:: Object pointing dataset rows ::

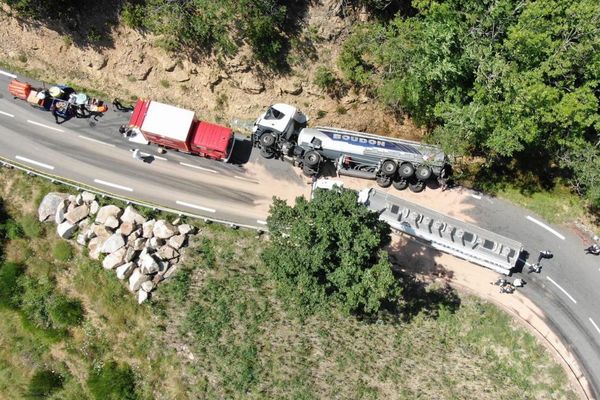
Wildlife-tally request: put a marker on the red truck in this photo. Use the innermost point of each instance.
(179, 129)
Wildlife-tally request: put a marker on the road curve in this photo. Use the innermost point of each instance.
(566, 289)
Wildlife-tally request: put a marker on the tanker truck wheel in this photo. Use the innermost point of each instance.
(416, 186)
(312, 158)
(389, 167)
(423, 172)
(400, 184)
(384, 181)
(406, 170)
(267, 139)
(267, 152)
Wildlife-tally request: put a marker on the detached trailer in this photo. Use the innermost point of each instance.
(281, 132)
(179, 129)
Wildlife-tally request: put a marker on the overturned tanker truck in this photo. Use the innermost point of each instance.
(282, 132)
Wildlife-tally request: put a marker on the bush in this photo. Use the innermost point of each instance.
(112, 382)
(43, 383)
(62, 251)
(31, 227)
(65, 312)
(9, 274)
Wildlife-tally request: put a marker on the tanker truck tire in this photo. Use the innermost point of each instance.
(389, 167)
(384, 181)
(406, 170)
(400, 184)
(416, 186)
(267, 139)
(312, 158)
(423, 172)
(267, 152)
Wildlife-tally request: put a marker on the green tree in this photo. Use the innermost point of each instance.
(329, 251)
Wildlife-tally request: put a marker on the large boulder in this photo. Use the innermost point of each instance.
(147, 228)
(114, 259)
(113, 243)
(77, 214)
(148, 264)
(132, 216)
(49, 204)
(66, 229)
(136, 279)
(177, 241)
(163, 229)
(107, 211)
(167, 253)
(124, 271)
(127, 228)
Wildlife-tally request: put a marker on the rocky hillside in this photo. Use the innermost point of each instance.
(133, 64)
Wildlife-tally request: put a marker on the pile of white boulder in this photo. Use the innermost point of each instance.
(145, 252)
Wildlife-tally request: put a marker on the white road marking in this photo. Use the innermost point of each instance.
(7, 74)
(44, 126)
(561, 289)
(241, 178)
(183, 203)
(593, 323)
(113, 185)
(27, 160)
(546, 227)
(198, 167)
(96, 141)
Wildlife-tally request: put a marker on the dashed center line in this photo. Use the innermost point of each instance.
(198, 167)
(113, 185)
(44, 126)
(241, 178)
(7, 74)
(593, 323)
(30, 161)
(96, 141)
(562, 290)
(197, 207)
(546, 227)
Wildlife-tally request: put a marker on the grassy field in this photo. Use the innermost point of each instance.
(218, 331)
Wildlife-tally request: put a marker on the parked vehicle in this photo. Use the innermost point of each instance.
(179, 129)
(282, 132)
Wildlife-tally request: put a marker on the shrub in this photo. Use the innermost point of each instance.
(62, 251)
(30, 226)
(112, 382)
(65, 312)
(43, 383)
(9, 274)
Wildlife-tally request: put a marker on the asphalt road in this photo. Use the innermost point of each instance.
(566, 289)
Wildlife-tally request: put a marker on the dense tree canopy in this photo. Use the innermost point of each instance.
(504, 78)
(330, 251)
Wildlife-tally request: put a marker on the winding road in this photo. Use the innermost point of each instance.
(96, 155)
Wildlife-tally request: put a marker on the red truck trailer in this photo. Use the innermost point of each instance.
(179, 129)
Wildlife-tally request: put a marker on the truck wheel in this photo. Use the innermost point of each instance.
(384, 181)
(406, 170)
(308, 172)
(267, 152)
(416, 186)
(389, 167)
(400, 184)
(312, 158)
(423, 172)
(267, 139)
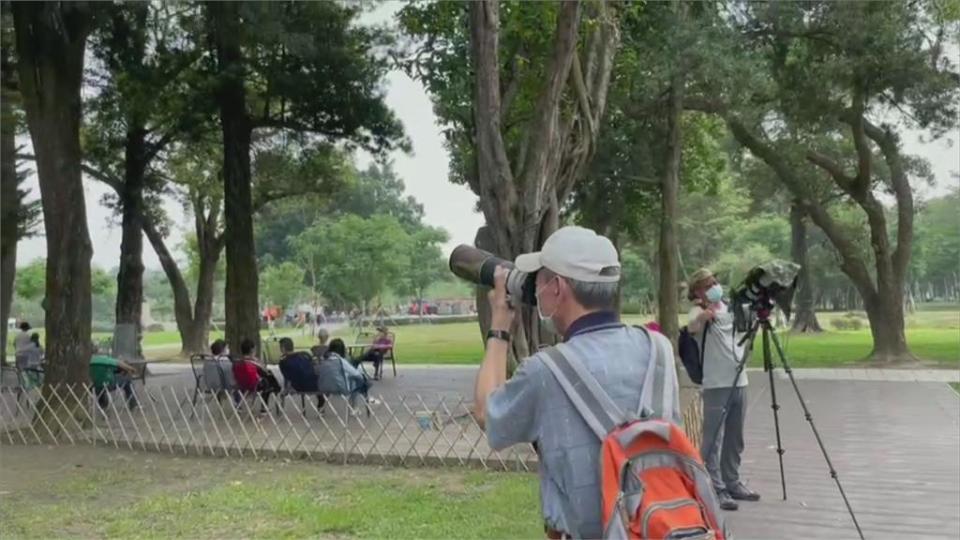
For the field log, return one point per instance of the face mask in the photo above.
(715, 293)
(545, 320)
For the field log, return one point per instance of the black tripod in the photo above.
(763, 322)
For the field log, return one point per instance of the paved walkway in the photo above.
(895, 443)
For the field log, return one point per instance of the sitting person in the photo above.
(250, 376)
(338, 376)
(382, 343)
(107, 374)
(320, 350)
(297, 370)
(218, 371)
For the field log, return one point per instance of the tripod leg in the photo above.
(768, 366)
(816, 434)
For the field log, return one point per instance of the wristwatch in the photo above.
(499, 334)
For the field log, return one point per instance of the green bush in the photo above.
(99, 327)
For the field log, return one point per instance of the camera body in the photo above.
(478, 266)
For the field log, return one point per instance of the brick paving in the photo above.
(895, 443)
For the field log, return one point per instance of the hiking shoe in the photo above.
(726, 502)
(741, 492)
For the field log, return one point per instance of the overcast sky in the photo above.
(424, 171)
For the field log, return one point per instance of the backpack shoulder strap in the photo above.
(584, 391)
(703, 340)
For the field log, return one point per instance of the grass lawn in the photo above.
(934, 336)
(88, 492)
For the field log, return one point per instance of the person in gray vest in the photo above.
(722, 442)
(577, 280)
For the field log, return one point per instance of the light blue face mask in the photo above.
(715, 293)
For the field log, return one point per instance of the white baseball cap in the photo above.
(575, 253)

:: Your goal ::
Render all of the rows above as a Markdown table with the columns Number and Line, putting each line in its own entry and skipping blank lines. Leave the pictures out of the answer.

:: Solution for this problem ::
| Number | Line |
|---|---|
| 1 | Wildlife-tally request: put a marker on the red truck in this photo. Use the innermost point of each instance. |
| 2 | (179, 129) |
| 3 | Wildlife-tally request: put a marker on the road curve in this photo. Use the innermost point of each instance. |
| 4 | (566, 289) |
| 5 | Wildlife-tally request: put a marker on the tanker truck wheel in this photo. Use the innermost point of each instance. |
| 6 | (416, 186) |
| 7 | (312, 158) |
| 8 | (389, 167) |
| 9 | (423, 172) |
| 10 | (400, 184) |
| 11 | (384, 181) |
| 12 | (406, 170) |
| 13 | (267, 139) |
| 14 | (267, 152) |
| 15 | Wildlife-tally request: put a marker on the detached trailer in this photo. Use the innermost point of each instance. |
| 16 | (281, 132) |
| 17 | (179, 129) |
| 18 | Wildlife-tally request: put a marker on the overturned tanker truck in this photo. Use the innermost point of each instance. |
| 19 | (282, 132) |
| 20 | Wildlife-tally request: put a marker on the bush in this photo. Use the innermost point of each instance. |
| 21 | (112, 382) |
| 22 | (43, 383) |
| 23 | (62, 251) |
| 24 | (31, 227) |
| 25 | (65, 312) |
| 26 | (9, 274) |
| 27 | Wildlife-tally request: put a marker on the tanker truck tire in this photo. Use the innermost point of each instance. |
| 28 | (389, 167) |
| 29 | (384, 181) |
| 30 | (406, 170) |
| 31 | (400, 184) |
| 32 | (416, 186) |
| 33 | (267, 139) |
| 34 | (312, 158) |
| 35 | (423, 172) |
| 36 | (267, 152) |
| 37 | Wildlife-tally request: put a marker on the green tree in this photo. Use the innermost point of each instance. |
| 38 | (329, 251) |
| 39 | Wildlife-tally request: put a marker on the large boulder in this photo. Use the innermost point of each instance. |
| 40 | (147, 228) |
| 41 | (114, 259) |
| 42 | (113, 243) |
| 43 | (77, 214) |
| 44 | (148, 264) |
| 45 | (132, 216) |
| 46 | (49, 204) |
| 47 | (66, 229) |
| 48 | (136, 279) |
| 49 | (177, 241) |
| 50 | (163, 229) |
| 51 | (107, 211) |
| 52 | (167, 253) |
| 53 | (124, 271) |
| 54 | (127, 228) |
| 55 | Wildlife-tally request: put a marker on the rocky hillside in this photo. Use the innermost point of each instance. |
| 56 | (133, 64) |
| 57 | Wildlife-tally request: put a marker on the pile of white boulder in this photo. Use the innermost point of each instance. |
| 58 | (145, 252) |
| 59 | Wildlife-tally request: put a marker on the white road marking in this photo. Use the innermost point of each instance. |
| 60 | (7, 74) |
| 61 | (44, 126) |
| 62 | (561, 289) |
| 63 | (241, 178) |
| 64 | (183, 203) |
| 65 | (593, 323) |
| 66 | (113, 185) |
| 67 | (27, 160) |
| 68 | (546, 227) |
| 69 | (198, 167) |
| 70 | (96, 141) |
| 71 | Wildlife-tally request: put a marker on the dashed center line in this photo. Use the innermost point of each instance. |
| 72 | (198, 167) |
| 73 | (113, 185) |
| 74 | (44, 126) |
| 75 | (241, 178) |
| 76 | (7, 74) |
| 77 | (593, 323) |
| 78 | (30, 161) |
| 79 | (96, 141) |
| 80 | (562, 290) |
| 81 | (197, 207) |
| 82 | (546, 227) |
| 83 | Wildlife-tally request: put a marker on the grassy field in this photo. Use the innermost point of each instance. |
| 84 | (218, 331) |
| 85 | Wildlife-tally request: put a marker on the parked vehicle in this photo. Use the innermost point of each instance. |
| 86 | (179, 129) |
| 87 | (282, 132) |
| 88 | Wildlife-tally request: put a marker on the shrub in this photo. Use the innermost point of each instance. |
| 89 | (62, 251) |
| 90 | (30, 226) |
| 91 | (112, 382) |
| 92 | (65, 312) |
| 93 | (43, 383) |
| 94 | (9, 274) |
| 95 | Wildlife-tally request: put a marker on the asphalt road in this photo. Use the innermost point of each instance. |
| 96 | (566, 289) |
| 97 | Wildlife-tally request: put a marker on the dense tree canopy in this photo. Use the innermost point of each instance. |
| 98 | (504, 78) |
| 99 | (330, 251) |
| 100 | Wildlife-tally request: put a marker on the winding road in this photo. Use the innermost point of each instance. |
| 101 | (96, 155) |
| 102 | Wildlife-tally request: put a marker on the red truck trailer in this photo. Use the innermost point of each instance. |
| 103 | (179, 129) |
| 104 | Wildlife-tally request: put a marker on the truck wheel in this photo. Use the innermost point of each instance. |
| 105 | (384, 181) |
| 106 | (406, 170) |
| 107 | (308, 172) |
| 108 | (267, 152) |
| 109 | (416, 186) |
| 110 | (389, 167) |
| 111 | (400, 184) |
| 112 | (312, 158) |
| 113 | (423, 172) |
| 114 | (267, 139) |
| 115 | For the field log, return one point per instance of the face mask in the photo above. |
| 116 | (715, 293) |
| 117 | (545, 320) |
| 118 | For the field log, return one point per instance of the black tripod in the photo above. |
| 119 | (763, 322) |
| 120 | For the field log, return one point per instance of the paved walkway in the photo above. |
| 121 | (895, 443) |
| 122 | For the field log, return one point per instance of the sitting person in the photo above. |
| 123 | (250, 376) |
| 124 | (338, 376) |
| 125 | (382, 343) |
| 126 | (107, 374) |
| 127 | (320, 350) |
| 128 | (297, 370) |
| 129 | (218, 371) |
| 130 | For the field log, return one point per instance of the tripod leg in the photo above. |
| 131 | (768, 366) |
| 132 | (816, 434) |
| 133 | For the field log, return one point per instance of the wristwatch in the photo above. |
| 134 | (499, 334) |
| 135 | For the field log, return one point per instance of the green bush in the photo above. |
| 136 | (99, 327) |
| 137 | For the field log, return one point per instance of the camera body in the photo above. |
| 138 | (478, 266) |
| 139 | For the field log, return one point per instance of the brick paving in the photo above. |
| 140 | (895, 443) |
| 141 | For the field log, return one point per instance of the hiking shoe in the photo above. |
| 142 | (726, 502) |
| 143 | (741, 492) |
| 144 | For the field log, return one point per instance of the overcast sky in the photo above. |
| 145 | (424, 171) |
| 146 | For the field log, return one point per instance of the backpack shoulder strap in the photo above. |
| 147 | (584, 391) |
| 148 | (703, 340) |
| 149 | For the field log, return one point per instance of the grass lawn in the photo above. |
| 150 | (934, 336) |
| 151 | (88, 492) |
| 152 | For the field log, return one point per instance of the person in gray vest in the photo above. |
| 153 | (722, 442) |
| 154 | (577, 280) |
| 155 | For the field log, return one point per instance of the light blue face mask in the photo above. |
| 156 | (715, 293) |
| 157 | For the field log, return one point per instance of the white baseball cap in the photo above. |
| 158 | (575, 253) |